Don’t know. I had thought that most people here were confronted with evolution during high school, but have been surprised to find that it is not the case. These folks are prime candidates for the fundies because with only bits and pieces of knowledge the get sucked in by the fundies false science.

This kind of blanket assumption of ignorance is what I find puzzling.  After all, the very term “Intelligent Design” was locked into the language of the debate by the pivotal work written by William Dembski with that title.  Dembski is no ignorant “fundie.” He has 2 Ph.D.’s, in mathematics and philosophy, and holds degrees in theology and psychology.  He has received two fellowships from the National Science Foundation and at the date of writing Intelligent Design, he was senior fellow of the Discovery Institute’s Center for the Renewal of Science and Culture.  He is a scientist in every sense of the word, and bases his findings on scientific method.  And unlike the ultimate claims of some evolutionists, he knows where to draw the line and not claim more than can be proven.  He does not present ID as a claim of proof, simply as another theory that merits consideration.  He has found enough that evolution cannot explain and ID can, to present ID as a theory to be considered on a rational as well as a scientific basis. 
His work was followed up by Darwin’s Black Box, by cellular biologist Michael Behe, who observed, by scientific method, interactions and interrelated activity at the most basic cellular levels which could not have developed by a process of evolution over extended periods of time.  Some of the processes he observed were so intricately linked that all of them were required in order to function.  (The most well-known of these is the bacterial flagellum or tail, used for movement, and blood clotting.) So there does not have to be the uncrossable chasm between faith and science that so many people insist must be the case.  If nothing else, the current state of the debate has brought about a reconciliation between my brother and me.  We parted ways a few years ago after he (a professing atheist) became greatly offended when I shared with him concerning my then new-found conversion.  He went off to his science fiction reading he loved, and I went off to Bible College.  With time and attitude changes, things are different.  For one thing, my bookshelf now contains several science fiction selections (Orson Scott Card is my favorite), and one book on loan from my brother, Has Science Found God?, by Victor J. Stenger, a rebuttal of ID theories.  And we both appreciate Science & Theology News magazine.  It’s a different world.

**Given data**.
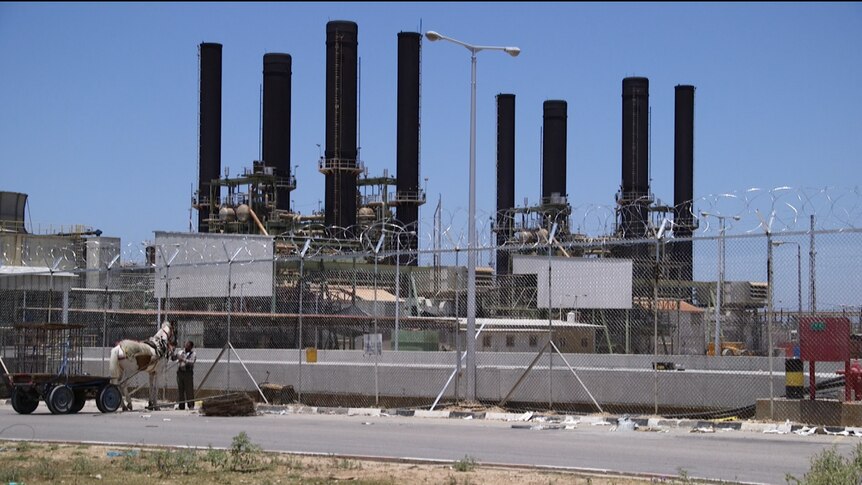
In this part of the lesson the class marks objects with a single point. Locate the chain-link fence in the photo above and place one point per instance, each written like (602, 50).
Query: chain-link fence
(674, 324)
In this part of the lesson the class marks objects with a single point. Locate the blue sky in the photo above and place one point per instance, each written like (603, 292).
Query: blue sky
(99, 102)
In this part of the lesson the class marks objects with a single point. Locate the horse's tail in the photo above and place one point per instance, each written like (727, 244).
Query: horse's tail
(114, 364)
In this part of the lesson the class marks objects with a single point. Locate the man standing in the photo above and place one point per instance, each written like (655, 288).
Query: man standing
(186, 375)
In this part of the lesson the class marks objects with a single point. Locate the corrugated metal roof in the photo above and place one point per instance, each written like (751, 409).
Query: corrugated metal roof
(523, 323)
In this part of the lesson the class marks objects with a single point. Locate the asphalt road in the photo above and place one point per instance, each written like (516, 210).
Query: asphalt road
(729, 455)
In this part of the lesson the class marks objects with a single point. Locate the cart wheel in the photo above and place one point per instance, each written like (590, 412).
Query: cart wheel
(61, 399)
(23, 402)
(109, 398)
(78, 403)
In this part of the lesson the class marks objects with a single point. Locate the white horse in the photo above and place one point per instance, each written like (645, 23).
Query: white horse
(131, 356)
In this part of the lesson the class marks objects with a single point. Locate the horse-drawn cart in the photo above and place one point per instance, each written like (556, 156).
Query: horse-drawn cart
(48, 367)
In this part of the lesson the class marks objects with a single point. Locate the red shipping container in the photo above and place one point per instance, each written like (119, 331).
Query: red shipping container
(824, 339)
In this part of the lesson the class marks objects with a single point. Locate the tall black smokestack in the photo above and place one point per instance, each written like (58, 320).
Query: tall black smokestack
(683, 178)
(340, 164)
(209, 160)
(276, 120)
(505, 176)
(407, 146)
(635, 153)
(553, 150)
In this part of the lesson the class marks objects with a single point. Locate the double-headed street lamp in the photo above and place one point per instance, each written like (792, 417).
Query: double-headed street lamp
(720, 286)
(471, 214)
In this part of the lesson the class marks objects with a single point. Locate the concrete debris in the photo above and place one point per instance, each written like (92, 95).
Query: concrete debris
(782, 428)
(625, 424)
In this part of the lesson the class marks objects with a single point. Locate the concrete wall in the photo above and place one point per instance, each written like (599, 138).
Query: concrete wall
(706, 382)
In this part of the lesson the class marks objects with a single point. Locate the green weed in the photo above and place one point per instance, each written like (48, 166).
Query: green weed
(466, 464)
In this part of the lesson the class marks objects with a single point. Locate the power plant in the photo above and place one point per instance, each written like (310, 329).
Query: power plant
(625, 291)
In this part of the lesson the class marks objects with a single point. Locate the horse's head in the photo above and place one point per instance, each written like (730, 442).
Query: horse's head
(169, 333)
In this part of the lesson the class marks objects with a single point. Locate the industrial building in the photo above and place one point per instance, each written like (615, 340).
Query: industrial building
(254, 208)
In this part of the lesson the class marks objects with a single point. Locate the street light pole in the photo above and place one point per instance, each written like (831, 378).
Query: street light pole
(720, 286)
(798, 270)
(471, 213)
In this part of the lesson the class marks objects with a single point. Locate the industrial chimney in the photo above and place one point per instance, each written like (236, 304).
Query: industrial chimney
(554, 152)
(276, 122)
(409, 194)
(12, 206)
(634, 197)
(209, 161)
(340, 164)
(683, 179)
(505, 176)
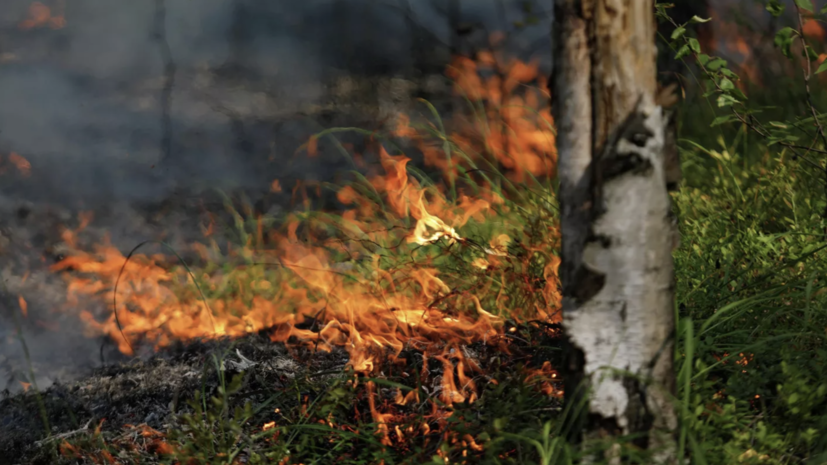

**Actions to take**.
(1) In the passage on Intelligent Design, transcribe everything from "Don’t know. I" down to "fundies false science.".
(2) Carry the Intelligent Design passage forward, beginning after its last sentence.
The material comes from a separate source.

**Answers to the problems**.
(1)
Don’t know. I had thought that most people here were confronted with evolution during high school, but have been surprised to find that it is not the case. These folks are prime candidates for the fundies because with only bits and pieces of knowledge the get sucked in by the fundies false science.

(2)
I really have no problem with some basic ideas of evolution, that is, theories about the process and patterns of evolution that are discernible and provable even over periods of relatively short duration.  I have a bigger problem with what is termed “descent with modification,” the “larger picture” of evolution that makes unproveable assumptions concerning life origins, and modification across species lines.  This is evolution’s notorious “missing link,” and one that evolutionists in recent times have back-pedaled to avoid.  In a recent debate between William Dembski and Eugenie Scott (executive director of the National Center for Science Education), she insisted, “none of us are arguing about descent with modification.?

I’m sure she was sincere, but I remain skeptical.  I’ve seen plenty enough of the old charts showing the amoeba-like form gradually developing fins, then legs, crawling up from the water to develop further, eventually into human form.  Talk about a leap of faith!  Even scientists themselves don’t believe it.  Take a look at the reconstructions made with dinosaur bones, which resemble reptiles.  Take a look at any modern creature said to have descended from them, and--what a surprise--they have reptilian features.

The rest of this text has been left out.